Your task: Return all of the records below unchanged, line for line.

>> Begin Records for processing

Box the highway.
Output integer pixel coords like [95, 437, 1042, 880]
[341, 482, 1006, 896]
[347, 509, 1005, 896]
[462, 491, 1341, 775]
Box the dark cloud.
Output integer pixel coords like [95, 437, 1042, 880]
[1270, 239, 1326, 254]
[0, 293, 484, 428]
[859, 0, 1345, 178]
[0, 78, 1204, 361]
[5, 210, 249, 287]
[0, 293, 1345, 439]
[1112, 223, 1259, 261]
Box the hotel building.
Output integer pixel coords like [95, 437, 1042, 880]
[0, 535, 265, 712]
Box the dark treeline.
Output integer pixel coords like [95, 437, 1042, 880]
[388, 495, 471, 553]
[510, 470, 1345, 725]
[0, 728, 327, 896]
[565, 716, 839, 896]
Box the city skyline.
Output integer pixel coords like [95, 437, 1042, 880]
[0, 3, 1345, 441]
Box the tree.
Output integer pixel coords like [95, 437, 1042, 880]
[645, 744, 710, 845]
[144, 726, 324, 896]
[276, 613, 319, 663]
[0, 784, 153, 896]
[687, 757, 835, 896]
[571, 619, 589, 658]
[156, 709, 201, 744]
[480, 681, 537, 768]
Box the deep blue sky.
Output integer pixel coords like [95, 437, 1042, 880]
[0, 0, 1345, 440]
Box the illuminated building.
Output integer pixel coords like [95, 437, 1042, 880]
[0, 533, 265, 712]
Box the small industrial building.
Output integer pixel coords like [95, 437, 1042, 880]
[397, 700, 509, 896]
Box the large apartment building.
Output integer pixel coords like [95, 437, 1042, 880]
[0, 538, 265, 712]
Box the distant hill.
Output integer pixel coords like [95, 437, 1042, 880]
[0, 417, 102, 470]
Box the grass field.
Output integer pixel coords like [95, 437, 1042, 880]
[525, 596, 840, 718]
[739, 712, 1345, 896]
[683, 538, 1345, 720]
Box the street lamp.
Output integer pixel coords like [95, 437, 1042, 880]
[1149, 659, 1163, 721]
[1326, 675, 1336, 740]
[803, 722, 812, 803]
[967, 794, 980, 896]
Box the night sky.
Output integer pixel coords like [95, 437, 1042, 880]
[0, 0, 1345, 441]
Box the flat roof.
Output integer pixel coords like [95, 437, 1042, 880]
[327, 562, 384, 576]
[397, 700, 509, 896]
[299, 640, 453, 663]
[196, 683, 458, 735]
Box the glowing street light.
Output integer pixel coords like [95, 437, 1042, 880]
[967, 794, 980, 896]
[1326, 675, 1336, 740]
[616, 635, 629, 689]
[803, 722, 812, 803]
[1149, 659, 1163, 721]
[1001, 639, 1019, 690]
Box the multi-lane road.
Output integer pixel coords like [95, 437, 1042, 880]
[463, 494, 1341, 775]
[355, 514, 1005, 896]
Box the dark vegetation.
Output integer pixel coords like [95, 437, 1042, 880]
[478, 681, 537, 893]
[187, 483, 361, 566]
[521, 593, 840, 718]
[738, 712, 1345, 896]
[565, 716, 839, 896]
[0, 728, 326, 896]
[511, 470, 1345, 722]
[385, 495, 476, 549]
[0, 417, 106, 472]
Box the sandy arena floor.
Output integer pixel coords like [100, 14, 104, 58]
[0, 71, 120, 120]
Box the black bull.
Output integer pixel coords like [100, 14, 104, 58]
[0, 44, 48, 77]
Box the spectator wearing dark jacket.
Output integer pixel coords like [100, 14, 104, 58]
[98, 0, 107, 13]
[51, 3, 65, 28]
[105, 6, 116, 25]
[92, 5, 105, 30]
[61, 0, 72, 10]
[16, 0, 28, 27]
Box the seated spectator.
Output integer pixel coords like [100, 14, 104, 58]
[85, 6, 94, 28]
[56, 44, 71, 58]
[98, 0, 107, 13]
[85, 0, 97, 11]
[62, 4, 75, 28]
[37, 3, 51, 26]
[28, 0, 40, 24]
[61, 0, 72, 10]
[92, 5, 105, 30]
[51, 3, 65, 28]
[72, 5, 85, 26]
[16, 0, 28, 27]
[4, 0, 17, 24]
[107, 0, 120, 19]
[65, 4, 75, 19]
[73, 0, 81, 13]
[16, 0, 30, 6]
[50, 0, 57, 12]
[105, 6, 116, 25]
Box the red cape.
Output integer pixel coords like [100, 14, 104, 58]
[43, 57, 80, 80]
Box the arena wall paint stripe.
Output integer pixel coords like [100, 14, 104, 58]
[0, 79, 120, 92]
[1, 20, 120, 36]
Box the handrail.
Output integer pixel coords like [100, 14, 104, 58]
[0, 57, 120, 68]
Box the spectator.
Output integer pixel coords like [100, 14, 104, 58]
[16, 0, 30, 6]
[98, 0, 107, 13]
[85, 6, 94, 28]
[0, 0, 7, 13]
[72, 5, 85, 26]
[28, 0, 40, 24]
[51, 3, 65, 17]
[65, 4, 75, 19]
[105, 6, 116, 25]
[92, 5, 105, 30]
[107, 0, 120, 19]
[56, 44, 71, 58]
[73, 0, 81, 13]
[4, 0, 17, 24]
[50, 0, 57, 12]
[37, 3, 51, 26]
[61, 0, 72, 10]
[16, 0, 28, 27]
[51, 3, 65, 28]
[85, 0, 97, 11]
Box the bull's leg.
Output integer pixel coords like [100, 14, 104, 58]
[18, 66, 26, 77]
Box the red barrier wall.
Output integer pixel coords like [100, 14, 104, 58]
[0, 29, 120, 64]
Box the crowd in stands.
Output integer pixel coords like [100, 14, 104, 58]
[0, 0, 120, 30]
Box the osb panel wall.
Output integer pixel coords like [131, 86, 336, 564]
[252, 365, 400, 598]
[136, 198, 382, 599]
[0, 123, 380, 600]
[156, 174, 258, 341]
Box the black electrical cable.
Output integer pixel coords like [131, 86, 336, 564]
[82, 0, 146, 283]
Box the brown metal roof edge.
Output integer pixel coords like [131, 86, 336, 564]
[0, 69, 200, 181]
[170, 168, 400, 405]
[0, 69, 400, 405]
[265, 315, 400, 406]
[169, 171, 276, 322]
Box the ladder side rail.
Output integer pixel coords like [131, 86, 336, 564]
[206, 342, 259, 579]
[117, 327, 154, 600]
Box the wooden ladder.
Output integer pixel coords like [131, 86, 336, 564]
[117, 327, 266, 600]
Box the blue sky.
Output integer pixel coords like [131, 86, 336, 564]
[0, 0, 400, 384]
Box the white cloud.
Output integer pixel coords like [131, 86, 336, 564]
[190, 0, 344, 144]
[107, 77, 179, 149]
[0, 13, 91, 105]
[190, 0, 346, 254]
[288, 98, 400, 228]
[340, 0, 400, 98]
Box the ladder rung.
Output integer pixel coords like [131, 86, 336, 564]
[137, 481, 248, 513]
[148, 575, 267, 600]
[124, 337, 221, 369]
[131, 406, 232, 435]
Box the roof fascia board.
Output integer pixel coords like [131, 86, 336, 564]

>> End Records for processing

Answer below:
Box the highway.
Output integer pixel coords like [95, 437, 1042, 880]
[341, 482, 1006, 896]
[347, 509, 1005, 896]
[462, 491, 1341, 775]
Box the dark cloud.
Output integer pixel coords like [95, 437, 1042, 880]
[1270, 239, 1326, 254]
[0, 293, 484, 428]
[859, 0, 1345, 178]
[0, 78, 1204, 361]
[5, 210, 249, 287]
[0, 293, 1345, 439]
[1112, 223, 1259, 261]
Box the hotel building.
Output integer pixel coords like [95, 437, 1042, 880]
[0, 535, 265, 712]
Box the dark treeline.
Output integer pixel coords like [95, 437, 1042, 880]
[388, 495, 471, 553]
[510, 470, 1345, 725]
[0, 728, 327, 896]
[565, 716, 839, 896]
Box the city skyline.
Output integer pixel coords like [95, 437, 1042, 880]
[0, 3, 1345, 441]
Box the tree.
Output integer pixel coords like [95, 437, 1042, 880]
[645, 744, 710, 845]
[144, 726, 324, 896]
[276, 613, 319, 663]
[0, 784, 153, 896]
[687, 757, 835, 896]
[571, 619, 589, 658]
[156, 709, 201, 744]
[480, 681, 537, 768]
Box the deep blue sky.
Output integer pixel coords like [95, 437, 1042, 880]
[0, 0, 1345, 440]
Box the illuminated building.
Output integer pixel coords like [95, 437, 1042, 880]
[0, 533, 265, 712]
Box the small industrial building.
Output integer pixel coords like [95, 437, 1042, 880]
[397, 700, 509, 896]
Box the large apartment building.
Output integer pixel coords like [95, 437, 1042, 880]
[0, 538, 265, 712]
Box the distant hill.
Output integer pixel coords like [95, 437, 1042, 880]
[0, 417, 102, 470]
Box the grass field.
Output integer pixel coords like [95, 437, 1042, 880]
[525, 596, 840, 718]
[739, 712, 1345, 896]
[683, 538, 1345, 720]
Box the street lamp.
Output integer pixel coords like [95, 437, 1042, 880]
[1149, 659, 1163, 721]
[1326, 675, 1336, 740]
[803, 722, 812, 803]
[967, 794, 980, 896]
Box the night sky.
Output integer pixel coords like [95, 437, 1042, 880]
[0, 0, 1345, 441]
Box the flat roof.
Output integer pixel coords like [95, 437, 1042, 880]
[327, 562, 384, 576]
[397, 700, 509, 896]
[299, 640, 453, 663]
[196, 683, 458, 735]
Box the glowing street light.
Output integer pixel coords like [95, 437, 1042, 880]
[967, 794, 980, 896]
[1326, 675, 1336, 740]
[616, 635, 629, 689]
[803, 722, 812, 803]
[1149, 659, 1163, 721]
[1001, 639, 1019, 690]
Box the multi-lane road.
Output integer pixel coords like [95, 437, 1042, 880]
[463, 494, 1341, 775]
[355, 514, 1005, 896]
Box the dark vegetation.
Output integer pixel coords like [95, 437, 1042, 880]
[478, 681, 537, 893]
[187, 483, 361, 566]
[521, 593, 840, 718]
[738, 712, 1345, 896]
[565, 716, 839, 896]
[0, 728, 326, 896]
[511, 470, 1345, 722]
[385, 495, 476, 549]
[0, 417, 106, 472]
Box the sandy arena floor.
Output integer pixel coords like [100, 14, 104, 58]
[0, 71, 120, 120]
Box the black bull.
Output integer pixel coords like [100, 14, 104, 58]
[0, 44, 48, 77]
Box the spectator wearing dark jacket.
Output integer pixel coords like [100, 14, 104, 58]
[98, 0, 107, 13]
[51, 3, 65, 28]
[105, 6, 116, 25]
[92, 5, 105, 30]
[61, 0, 72, 10]
[16, 0, 28, 27]
Box the seated spectator.
Output integer pixel coords like [100, 14, 104, 58]
[85, 6, 94, 28]
[56, 44, 71, 58]
[98, 0, 107, 13]
[85, 0, 97, 11]
[62, 4, 75, 28]
[37, 3, 51, 26]
[28, 0, 40, 24]
[61, 0, 72, 10]
[92, 5, 105, 30]
[51, 3, 65, 28]
[72, 5, 85, 26]
[16, 0, 28, 27]
[4, 0, 17, 24]
[107, 0, 120, 19]
[65, 4, 75, 19]
[73, 0, 81, 13]
[16, 0, 30, 6]
[50, 0, 57, 12]
[105, 6, 116, 25]
Box the red cape.
Output integer pixel coords like [100, 14, 104, 58]
[43, 57, 80, 80]
Box the arena wall paint stripe.
Output integer pixel coords like [100, 14, 104, 58]
[0, 79, 120, 92]
[1, 20, 120, 36]
Box the handrail.
Output integer pixel coords like [100, 14, 104, 58]
[0, 57, 120, 68]
Box the spectator.
Output integer pixel coords like [100, 14, 104, 58]
[16, 0, 30, 6]
[98, 0, 107, 13]
[85, 6, 94, 28]
[0, 0, 7, 13]
[72, 5, 85, 26]
[28, 0, 40, 24]
[51, 3, 65, 17]
[65, 4, 75, 19]
[105, 6, 116, 25]
[92, 5, 105, 30]
[107, 0, 120, 19]
[56, 44, 71, 58]
[73, 0, 81, 13]
[4, 0, 17, 24]
[50, 0, 57, 12]
[37, 3, 51, 26]
[61, 0, 72, 10]
[16, 0, 28, 27]
[51, 3, 65, 28]
[85, 0, 97, 11]
Box the bull's leg.
Output integer pixel coords like [100, 14, 104, 58]
[18, 66, 26, 77]
Box the red barrier wall.
Output integer pixel coords like [100, 14, 104, 58]
[0, 29, 120, 64]
Box the crowd in stands.
Output integer pixel coords like [100, 14, 104, 58]
[0, 0, 120, 30]
Box the osb panel wall.
Output integer pixel coords like [131, 86, 336, 564]
[252, 365, 400, 598]
[136, 198, 382, 599]
[0, 123, 380, 600]
[156, 174, 258, 341]
Box the black electrical cable.
Output integer pixel coords like [131, 86, 336, 564]
[82, 0, 146, 283]
Box the brown metal roof edge.
Output integer pixel coords like [131, 86, 336, 564]
[0, 69, 200, 181]
[170, 168, 400, 405]
[0, 69, 400, 405]
[265, 315, 400, 406]
[169, 171, 276, 322]
Box the ladder side rail.
Output integer pixel coords like [131, 86, 336, 564]
[206, 342, 259, 579]
[117, 327, 154, 600]
Box the wooden ladder.
Output integer pixel coords like [131, 86, 336, 564]
[117, 327, 266, 600]
Box the blue sky.
Output integer pixel coords like [131, 86, 336, 564]
[0, 0, 400, 384]
Box the white cloud.
Output integer pixel coords like [131, 86, 336, 564]
[190, 0, 344, 144]
[107, 77, 179, 149]
[0, 13, 91, 105]
[190, 0, 346, 254]
[288, 98, 400, 228]
[340, 0, 400, 98]
Box the ladder rung.
Output integer pixel coords like [131, 86, 336, 564]
[137, 481, 248, 513]
[148, 575, 267, 600]
[124, 337, 221, 369]
[131, 406, 232, 435]
Box the roof fascia board.
Output integer pixel coords like [131, 86, 336, 564]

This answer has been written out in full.